→ **QUOTED TEXT**:
I take too many however it all fits into one "black magic bum bag", 3 small trays of lures. One box for surface lures, sammies, pencils, poppers. One for subsurface Sx40's, 48's, chubbies, zipbaits. One for miscellaneous (blades, micro mins etc) and Jig heads. Maybe 30-35 lures in total. Also take two packs of gulps, leader materials 6pound, 8 pound and 10 pound. Spare spool etc. Because it all fits into the one bumbag around my waist don't see the need to reduce. Took the advice of a poster on here and have a jar of fresh water for the lures i use for the day rinse them check hooks etc and back in the tackle boxes for the next trip. I think having options helps as i recently fished for 6 or so hours without a hit on my favourite lures. Switched to a Chubbie and cleaned up.

I really should reduce. 2 Rods not 3 and one tackle box............................Starting next year.


----------



## Guest (Apr 29, 2009)

How many rods I guess is the next question. Took three yesterday and I think it is three times as many things to go wrong. Two is handy for lobbing a HB then a SP, or trolling two different depths. Three did come in handy yesterday when I got smoked by fish after fish and knots failed. At least I had another rod to turn to in a hurry, although it proved to be a pain in the ass in the end.


----------



## LostNearBribie (Feb 18, 2008)

Standard estuary kit for me is 3 poppers of different sizes.
3 hard bodies of various shapes and sizes under 45mm.
3 hard bodies of various shapes and sizes 65mm and over.
3 weights of leader.


----------



## john316 (Jan 15, 2009)

love the different approaches to kayak fishing. I have always struggled with the lure kit and in the stinker used to take the whole kit and caboodle... I have been steadily reducing the Islands wardrobe over the past few months and have two basic kits on the ready. One for the lakes and rivers and one for outside. Each kit consists of a small tray of relevant spare lures, swivels hooks and sinkers and the ones for immeadiate use in the hobie tackle box. I also keep the scissors and plastics in the hobie box.

→ **AIM**:
Answer from the tackle thread:
(a) How many small trays of lures fit into the first poster's bum bag?
(b) How many rods did the poster marked Guest take the previous day?
(c) How many poppers are in LostNearBribie's standard estuary kit?
The material after this text plays no part here.

(Saved entries)
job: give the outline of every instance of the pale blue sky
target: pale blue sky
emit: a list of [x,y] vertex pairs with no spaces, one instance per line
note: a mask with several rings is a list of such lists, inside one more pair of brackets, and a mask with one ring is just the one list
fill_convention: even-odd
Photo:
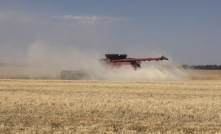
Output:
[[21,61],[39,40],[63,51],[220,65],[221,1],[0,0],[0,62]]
...
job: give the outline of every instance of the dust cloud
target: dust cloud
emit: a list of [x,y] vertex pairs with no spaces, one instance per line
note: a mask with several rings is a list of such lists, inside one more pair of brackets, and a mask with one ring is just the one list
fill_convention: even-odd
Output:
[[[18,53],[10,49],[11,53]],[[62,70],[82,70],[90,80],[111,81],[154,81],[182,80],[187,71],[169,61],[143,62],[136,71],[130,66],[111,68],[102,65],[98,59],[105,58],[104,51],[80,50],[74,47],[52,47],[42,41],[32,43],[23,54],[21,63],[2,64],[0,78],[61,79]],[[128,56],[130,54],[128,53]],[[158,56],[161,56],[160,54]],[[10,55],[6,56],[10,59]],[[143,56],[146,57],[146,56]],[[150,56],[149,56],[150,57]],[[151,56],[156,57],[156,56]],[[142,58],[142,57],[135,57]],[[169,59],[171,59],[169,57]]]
---
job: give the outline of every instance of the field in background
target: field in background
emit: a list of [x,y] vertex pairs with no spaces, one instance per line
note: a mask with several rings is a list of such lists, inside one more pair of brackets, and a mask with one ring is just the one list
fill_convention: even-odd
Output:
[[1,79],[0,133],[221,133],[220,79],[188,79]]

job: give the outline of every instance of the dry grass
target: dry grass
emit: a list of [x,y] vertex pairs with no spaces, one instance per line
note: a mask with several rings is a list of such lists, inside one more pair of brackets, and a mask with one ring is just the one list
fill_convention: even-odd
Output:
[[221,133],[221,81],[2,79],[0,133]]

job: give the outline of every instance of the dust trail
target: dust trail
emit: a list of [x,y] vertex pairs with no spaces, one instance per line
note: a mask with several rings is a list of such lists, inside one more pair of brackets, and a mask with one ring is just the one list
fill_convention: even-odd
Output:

→ **SOLUTION TO THE EXERCISE**:
(a) Three.
(b) Three.
(c) Three, of different sizes.